● **Stored dataset items**:
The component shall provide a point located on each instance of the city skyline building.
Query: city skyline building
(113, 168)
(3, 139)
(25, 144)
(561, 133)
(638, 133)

● **PROBLEM STATEMENT**:
Extract every line above exactly as it stands.

● **OUTPUT FOR THIS EXERCISE**:
The component shall provide a point located on each instance of the city skyline building.
Query: city skyline building
(113, 168)
(3, 139)
(25, 144)
(561, 133)
(638, 133)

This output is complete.